# Text shown start
[SlugLUG] Debian As A Server
Erich Blume
eblume at ucsc.edu
Mon Jun 12 15:08:16 PDT 2006
It's terribly bad form to leave out -av on ANY emerge.
So make that "emerge -uDav world". This will spit out a verbose and (if
you're in an ANSI-color terminal) color-coded list of every package that is
going to get emerged. That's -v, of course, and then -a prompts you if you'd
like to begin the emerge.
So, before hitting the sack, use "emerge -uDav world", check what's being
brought in, start it up, and let it run.
Also, after doing a -uD world, it's a good idea to run revdep-rebuild to
make sure the Deep dependency search didn't leave any packages stranded.
Updating GCC in particular tends to break things.
Failing that, though (like if your update is scripted), a log is kept in
"/var/log/emerge.log". It'll take some parsing, but it does keep track of
everything, even if you run multiple concurrent emerges (which makes parsing
the file really, really annoying - trust me, I've tried.)
Hope that helps.
On a side note: I've had Gentoo "break" on me twice now. That's when the
dependency tree just get so borked and binaries are breaking everywhere that
I just scrap the whole thing, back up my data, and re-install from scratch.
Both of those two times were direct results of an "emerge -uDav world". I
generally "emerge -uav world" every night following my nightly "emerge
--sync", and do a "emerge -uDav world" only when the mood fits me, usually
once a month at most. I figure that -D won't catch anything I can't catch
myself by having a program break down on me or have a package fail to
compile.
# Text shown end
# Extracted data start
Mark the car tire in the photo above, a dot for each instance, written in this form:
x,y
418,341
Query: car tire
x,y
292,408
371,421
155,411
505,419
# Extracted data end
▶ _Problems and tasks_
- a) Print the lines of the entries exactly as they appear.
- b) Write what comes next in the mailing-list post about running emerge updates on Gentoo, picking up after its final sentence.
The entries have no connection to the text about Gentoo updates.

▶ _Outputs by task_
- a)
Mark the car tire in the photo above, a dot for each instance, written in this form:
x,y
418,341
Query: car tire
x,y
292,408
371,421
155,411
505,419

- b)
Erich
P.S.: Rohan, sorry, I replied to you accidentally.
On 6/12/06 2:23 PM, "Rohan Sheth" <rohan at rohan.ws> wrote:
> This here appear thing sounds interesting. I'll have to toy with it.
> Watching shit scroll on my screen for a few hours while Gentoo plays
> update is somewhat boring...
>
> Night emerge -uD world sounds good...but does it log the updates
> somewhere? I would probably want to know if something important was
> updated (new kernel, new apache, new php, etc.)
>
> --Rohan
>
> cerise at armory.com wrote:
>> On Mon, Jun 12, 2006 at 10:16:15AM -0700, Rohan Sheth wrote:
>> [ snip ]
>>
>>> Gentoo is another distro I have run on machines for a while...and
>>> it has interesting aspects. The whole build-from-source thing has the
>>> "cool" factor...but functionality increases are fairly low and I find it
>>> more to be a hassle to compile things like X.org considering they take a
>>> decent amount of time.
>>>
>>
>> You, my friend, need appear. It even seems to be in a mostly working
>> state at the moment.
>> http://l.armory.com/~cerise/appear-latest.tbz2
>> It changes the build process from a foreground application to a background
>> service. So when you type emerge, it verifies that the command is valid,
>> submits it to a daemon service if it's backgroundable, and cranks away
>> without
>> your attention.
>> It makes nightly emerge -u -D world's great. I haven't seen boogeyman
>> compile in years, but I know it does by the logs the next morning.
>>
>>
>>> The Hardened factor of Gentoo is again
>>> interesting, they are gone to great lengths to include security features
>>> and they have documented them quite nicely.
>>>
>>
>> They're also one of the foremost in SELinux integration. Actually, if you
>> REALLY want to run something different, SELinux is the way to go. What's
>> cooler than having a root account that can't do anything?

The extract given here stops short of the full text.